_Challenge_
Pull out the lines of the records below verbatim, beginning with the very first line and stopping after the line that contains "pixel 127 33".

+++

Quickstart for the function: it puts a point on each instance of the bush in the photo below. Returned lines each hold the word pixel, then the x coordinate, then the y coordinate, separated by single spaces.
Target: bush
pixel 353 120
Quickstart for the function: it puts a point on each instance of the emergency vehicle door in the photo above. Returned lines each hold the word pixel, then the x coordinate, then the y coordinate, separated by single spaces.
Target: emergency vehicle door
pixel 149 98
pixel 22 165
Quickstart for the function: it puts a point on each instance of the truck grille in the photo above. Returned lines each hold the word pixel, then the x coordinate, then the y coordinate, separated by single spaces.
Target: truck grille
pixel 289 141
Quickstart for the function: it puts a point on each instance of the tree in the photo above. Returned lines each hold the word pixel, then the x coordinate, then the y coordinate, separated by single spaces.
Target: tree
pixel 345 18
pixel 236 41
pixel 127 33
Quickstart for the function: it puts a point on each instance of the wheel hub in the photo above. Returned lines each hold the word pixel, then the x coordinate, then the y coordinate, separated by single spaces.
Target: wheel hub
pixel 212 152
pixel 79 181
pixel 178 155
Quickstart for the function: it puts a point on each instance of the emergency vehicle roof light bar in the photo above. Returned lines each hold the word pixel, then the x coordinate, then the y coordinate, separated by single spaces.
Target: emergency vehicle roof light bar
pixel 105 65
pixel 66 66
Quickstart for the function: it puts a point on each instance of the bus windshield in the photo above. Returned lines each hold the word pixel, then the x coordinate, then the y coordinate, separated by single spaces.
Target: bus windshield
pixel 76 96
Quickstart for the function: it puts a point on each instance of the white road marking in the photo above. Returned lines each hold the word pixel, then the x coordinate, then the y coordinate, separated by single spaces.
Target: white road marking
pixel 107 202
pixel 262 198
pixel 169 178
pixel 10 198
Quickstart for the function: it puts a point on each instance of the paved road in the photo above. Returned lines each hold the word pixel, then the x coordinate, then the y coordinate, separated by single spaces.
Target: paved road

+++

_Full response_
Quickstart for the function: it puts a point on each instance of the bush in the photo below. Returned lines each hold the word pixel, then the x coordinate, then the y coordinate, separated by single spaces.
Target: bush
pixel 353 120
Quickstart for the function: it puts a point on each instance of the emergency vehicle door in the photo above. Returned lines each hold the word pixel, then the x coordinate, then the y coordinate, separated by single spaces.
Target: emergency vehicle door
pixel 149 98
pixel 22 165
Quickstart for the function: it puts a point on each instance of the truck grille in the photo above. Returned lines each hold the word pixel, then the x coordinate, then the y coordinate, separated by single spaces.
Target: truck grille
pixel 289 141
Quickstart for the function: it puts a point on each instance of the tree in the photo above. Returned lines each hold the word pixel, then the x coordinate, then the y coordinate, separated by single spaces.
Target: tree
pixel 345 18
pixel 236 41
pixel 127 33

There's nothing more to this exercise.